■ Stated goal:
Omit all pictures and give the records below again exactly as written.
═══ Working data ═══
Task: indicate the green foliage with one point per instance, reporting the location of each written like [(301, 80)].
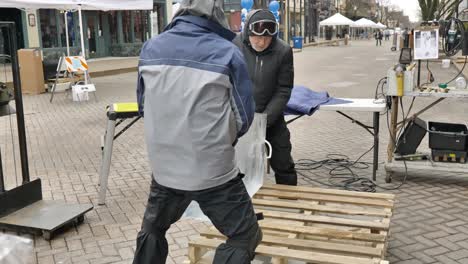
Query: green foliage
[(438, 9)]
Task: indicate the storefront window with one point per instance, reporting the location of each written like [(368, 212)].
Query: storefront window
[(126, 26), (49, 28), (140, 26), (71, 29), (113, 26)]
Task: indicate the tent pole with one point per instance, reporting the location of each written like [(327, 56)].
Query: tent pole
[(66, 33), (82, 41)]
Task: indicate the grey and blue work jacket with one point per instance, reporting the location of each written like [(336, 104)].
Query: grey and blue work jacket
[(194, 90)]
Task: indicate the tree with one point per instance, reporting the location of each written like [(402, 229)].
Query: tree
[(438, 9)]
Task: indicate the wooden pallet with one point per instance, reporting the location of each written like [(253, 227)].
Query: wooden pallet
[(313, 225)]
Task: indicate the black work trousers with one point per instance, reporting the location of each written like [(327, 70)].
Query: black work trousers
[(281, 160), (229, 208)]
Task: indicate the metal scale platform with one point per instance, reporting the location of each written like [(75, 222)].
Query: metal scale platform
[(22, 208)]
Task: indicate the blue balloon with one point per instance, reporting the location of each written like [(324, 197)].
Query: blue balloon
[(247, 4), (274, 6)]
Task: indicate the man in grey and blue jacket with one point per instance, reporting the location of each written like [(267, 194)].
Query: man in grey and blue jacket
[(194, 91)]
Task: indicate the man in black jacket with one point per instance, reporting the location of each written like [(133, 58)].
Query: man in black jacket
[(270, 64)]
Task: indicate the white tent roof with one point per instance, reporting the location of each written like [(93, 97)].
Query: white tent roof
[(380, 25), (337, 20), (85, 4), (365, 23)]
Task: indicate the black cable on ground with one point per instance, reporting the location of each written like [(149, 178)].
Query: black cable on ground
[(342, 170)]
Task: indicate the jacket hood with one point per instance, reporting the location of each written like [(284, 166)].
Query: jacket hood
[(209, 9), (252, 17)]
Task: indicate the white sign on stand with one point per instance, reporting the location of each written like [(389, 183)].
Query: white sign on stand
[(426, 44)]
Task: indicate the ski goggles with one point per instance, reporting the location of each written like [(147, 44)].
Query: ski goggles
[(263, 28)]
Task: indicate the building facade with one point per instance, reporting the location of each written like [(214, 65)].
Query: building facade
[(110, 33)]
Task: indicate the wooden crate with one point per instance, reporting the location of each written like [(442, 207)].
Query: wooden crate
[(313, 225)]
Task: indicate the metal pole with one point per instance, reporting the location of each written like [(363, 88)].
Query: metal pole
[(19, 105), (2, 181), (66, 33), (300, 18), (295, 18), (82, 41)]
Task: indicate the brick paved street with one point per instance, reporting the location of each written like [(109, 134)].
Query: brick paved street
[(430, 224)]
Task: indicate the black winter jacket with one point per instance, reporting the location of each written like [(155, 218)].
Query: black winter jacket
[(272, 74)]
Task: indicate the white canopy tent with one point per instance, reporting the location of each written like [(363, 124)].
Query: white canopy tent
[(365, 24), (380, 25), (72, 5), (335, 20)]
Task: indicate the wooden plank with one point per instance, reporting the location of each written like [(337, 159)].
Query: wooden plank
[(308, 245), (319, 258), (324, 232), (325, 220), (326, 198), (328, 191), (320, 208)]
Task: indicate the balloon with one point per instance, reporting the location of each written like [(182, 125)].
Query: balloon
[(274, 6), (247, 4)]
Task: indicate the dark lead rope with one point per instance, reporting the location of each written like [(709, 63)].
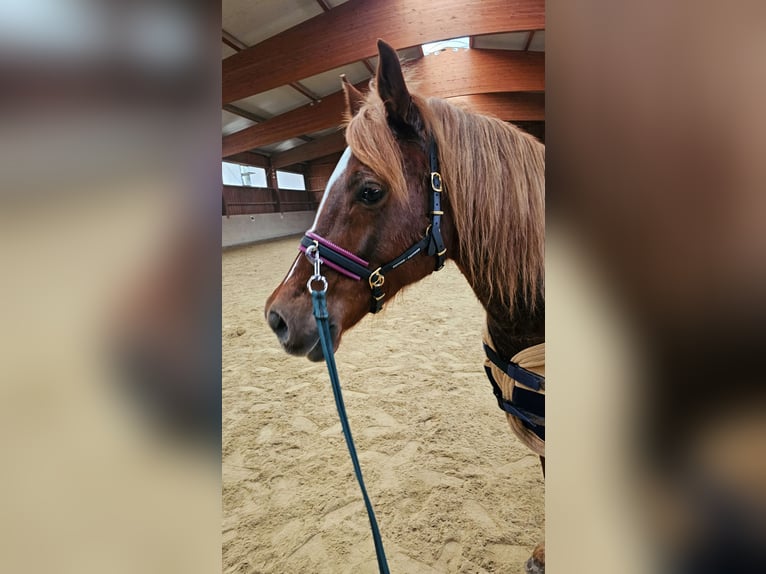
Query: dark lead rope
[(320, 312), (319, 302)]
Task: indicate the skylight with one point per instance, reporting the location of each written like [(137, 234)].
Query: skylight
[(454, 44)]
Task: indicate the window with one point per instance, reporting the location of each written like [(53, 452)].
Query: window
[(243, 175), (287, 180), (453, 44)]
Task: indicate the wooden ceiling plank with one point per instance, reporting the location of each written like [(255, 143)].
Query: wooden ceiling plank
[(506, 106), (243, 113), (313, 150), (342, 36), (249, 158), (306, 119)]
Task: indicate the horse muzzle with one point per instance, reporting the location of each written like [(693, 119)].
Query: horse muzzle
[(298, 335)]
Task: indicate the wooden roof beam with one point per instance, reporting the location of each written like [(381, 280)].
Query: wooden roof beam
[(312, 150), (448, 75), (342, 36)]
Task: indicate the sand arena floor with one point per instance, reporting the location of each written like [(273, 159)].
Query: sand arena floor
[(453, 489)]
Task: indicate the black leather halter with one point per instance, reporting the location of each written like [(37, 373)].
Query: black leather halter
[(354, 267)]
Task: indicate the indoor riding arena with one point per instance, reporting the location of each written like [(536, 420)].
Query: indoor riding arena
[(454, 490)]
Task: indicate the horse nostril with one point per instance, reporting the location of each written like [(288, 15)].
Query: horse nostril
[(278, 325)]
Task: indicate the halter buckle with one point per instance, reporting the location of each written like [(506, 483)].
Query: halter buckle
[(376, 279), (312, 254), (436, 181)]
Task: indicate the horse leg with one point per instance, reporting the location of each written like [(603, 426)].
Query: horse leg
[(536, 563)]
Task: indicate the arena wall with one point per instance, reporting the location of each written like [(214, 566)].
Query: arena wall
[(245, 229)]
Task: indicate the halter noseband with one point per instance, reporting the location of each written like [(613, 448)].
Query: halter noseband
═══
■ Solution to the problem:
Task: indicate the green foliage with one point per instance, reporting the location of each written like [(301, 80)].
Query: green foliage
[(438, 9)]
Task: indicate the storefront window with one point per instance, reporting the location of each written like [(368, 212)].
Query: storefront window
[(126, 26), (49, 28), (140, 26), (71, 29), (113, 26)]
Task: indicate the tent pole with one point per instance, reporting the location of each written like [(327, 56)].
Query: tent pole
[(66, 33), (82, 41)]
Task: indicate the grey and blue work jacket with one point per instance, reporting the location of each written like [(336, 104)].
Query: grey and blue work jacket
[(194, 90)]
Task: indicate the tree with one point per instance, reporting the location of each written like [(402, 229)].
Query: tree
[(438, 9)]
Task: indicate the wooden pallet with one point per instance, reporting the location of each written like [(253, 227)].
Query: wooden pallet
[(313, 225)]
Task: indicate the black work trousers with one point per instance, reporting the location of each written like [(327, 70)].
Query: black work trousers
[(281, 160), (229, 208)]
Task: indicate the metal scale platform with one point per instance, reporting the location of each written like [(75, 222)].
Query: metal scale platform
[(22, 208)]
Task: indicate the blue balloon with one point per instance, reporting the location of each written like [(324, 197)].
Query: blue balloon
[(247, 4), (274, 6)]
Task: indicate the man in grey and blue jacket with one point per instance, reporting the location of each written like [(267, 194)].
Query: man in grey and blue jacket
[(194, 91)]
Task: indicate the man in black jacket with one point per instance, reporting the location of each written like [(133, 58)].
Query: man in black jacket
[(270, 64)]
Task: indicate the white tent roof with one point per instance, reporting the location of each written like [(93, 97)].
Query: white tent roof
[(380, 25), (337, 20), (85, 4), (365, 23)]
Task: indicate the black cable on ground with one point per instance, reporting the location of each written like [(149, 178)].
Query: black cable on ground
[(342, 170)]
Task: indicate the jacket hood with one point per instance, reporting the location of each written like [(284, 166)].
Query: jacket hood
[(209, 9), (252, 17)]
Task: indicate the white sign on stand with one point per instance, reporting the location of each written like [(389, 183)].
Query: white sign on stand
[(426, 44)]
Task: indicate the ski goggles with one point per instance, reporting the location of each written like [(147, 44)].
Query: ski goggles
[(263, 28)]
Task: indicate the building facade with one point per instance, reporting the location of each written like [(214, 65)].
Query: building facade
[(110, 33)]
Task: indicate the wooden crate with one point per instance, reporting the location of each written like [(442, 207)].
Query: wooden crate
[(313, 225)]
Task: indicate the metal pole with one point per instance, reporting the location of each written like [(363, 88)].
Query: metal pole
[(19, 105), (2, 181), (66, 33), (300, 18), (295, 18), (82, 41)]
Task: indicate the brick paved street with one point per instance, reporting the location of each written like [(109, 134)].
Query: brick paved street
[(430, 224)]
Task: indicate the black winter jacket with one point per instance, reporting the location of each written like [(155, 218)].
Query: black winter jacket
[(272, 74)]
Task: indicate the white canopy tent with one point per instance, reporting the location of each written like [(363, 124)].
Query: white canopy tent
[(365, 24), (380, 25), (72, 5), (335, 20)]
Task: indicate the wooden plank with one point per instance, reporting the location of each written like [(337, 159)].
Query: wooden plank
[(308, 245), (319, 258), (324, 232), (325, 220), (326, 198), (328, 191), (320, 208)]
Task: indicate the balloon with one point per instance, reporting the location of each written like [(182, 125)].
Query: balloon
[(274, 6), (247, 4)]
Task: indicate the dark lead rope with one point per instance, reporting the location of each written like [(709, 63)].
Query: dark lead rope
[(320, 312), (319, 302)]
Task: indicate the skylight with one point per instance, reporting the location of each written like [(137, 234)].
Query: skylight
[(454, 44)]
Task: indicate the window with one point per instance, reporting the location of each written like [(53, 452)].
Query: window
[(243, 175), (287, 180), (453, 44)]
Task: indicate the wooden ceiling plank with one point per instance, reporting the location of each written like [(255, 143)].
Query: wooden ceiling plank
[(506, 106), (243, 113), (313, 150), (342, 36), (249, 158), (306, 119)]
Task: indicate the horse muzzle with one point per instance, reporting the location of each written like [(693, 119)].
Query: horse muzzle
[(298, 335)]
Task: indicate the wooden roof beam with one point per instance, reporting the location of each written like [(381, 280)].
Query: wooden roof beam
[(312, 150), (448, 75), (342, 36)]
Task: indicate the sand arena floor with one point per instance, reporting the location of each written like [(273, 159)].
Query: sand arena floor
[(453, 489)]
Task: indicate the black leather halter with one point per instance, reporting the location of each written like [(37, 373)].
Query: black leather halter
[(354, 267)]
Task: indicate the indoor riding arena with one point per instance, reporting the location of each written like [(536, 420)].
Query: indoor riding arena
[(454, 490)]
Task: indicate the horse nostril with one point per instance, reporting the location of each written like [(288, 15)].
Query: horse nostril
[(278, 325)]
Task: indicate the halter buckle with one point per instance, reporting the location of each written like [(506, 483)].
Query: halter buckle
[(376, 279), (312, 254), (436, 181)]
Task: indicate the horse leg with one point per instance, reporting the location of each written like [(603, 426)].
Query: horse leg
[(536, 563)]
Task: indicate the arena wall with one point per instance, reporting the location of each written like [(214, 566)].
Query: arena wall
[(245, 229)]
Task: indicate the halter noseband with one point per instance, reporting the location of each written like [(613, 448)].
Query: halter noseband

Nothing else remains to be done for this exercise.